--- AIM OF THE EXERCISE ---
Copy out all the lines below, requests included. In every answer, multiply each coordinate by 2.2 and round to the nearest whole number, with halves rounding up.

++++ RECORDS FOR THE EXERCISE

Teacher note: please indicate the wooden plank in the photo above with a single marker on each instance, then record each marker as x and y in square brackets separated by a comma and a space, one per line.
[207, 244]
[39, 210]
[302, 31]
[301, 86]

++++++++

--- RIGHT ANSWER ---
Teacher note: please indicate the wooden plank in the photo above with a single marker on each instance, then record each marker as x and y in square brackets separated by a comma and a space, one per line.
[455, 537]
[86, 462]
[664, 68]
[662, 189]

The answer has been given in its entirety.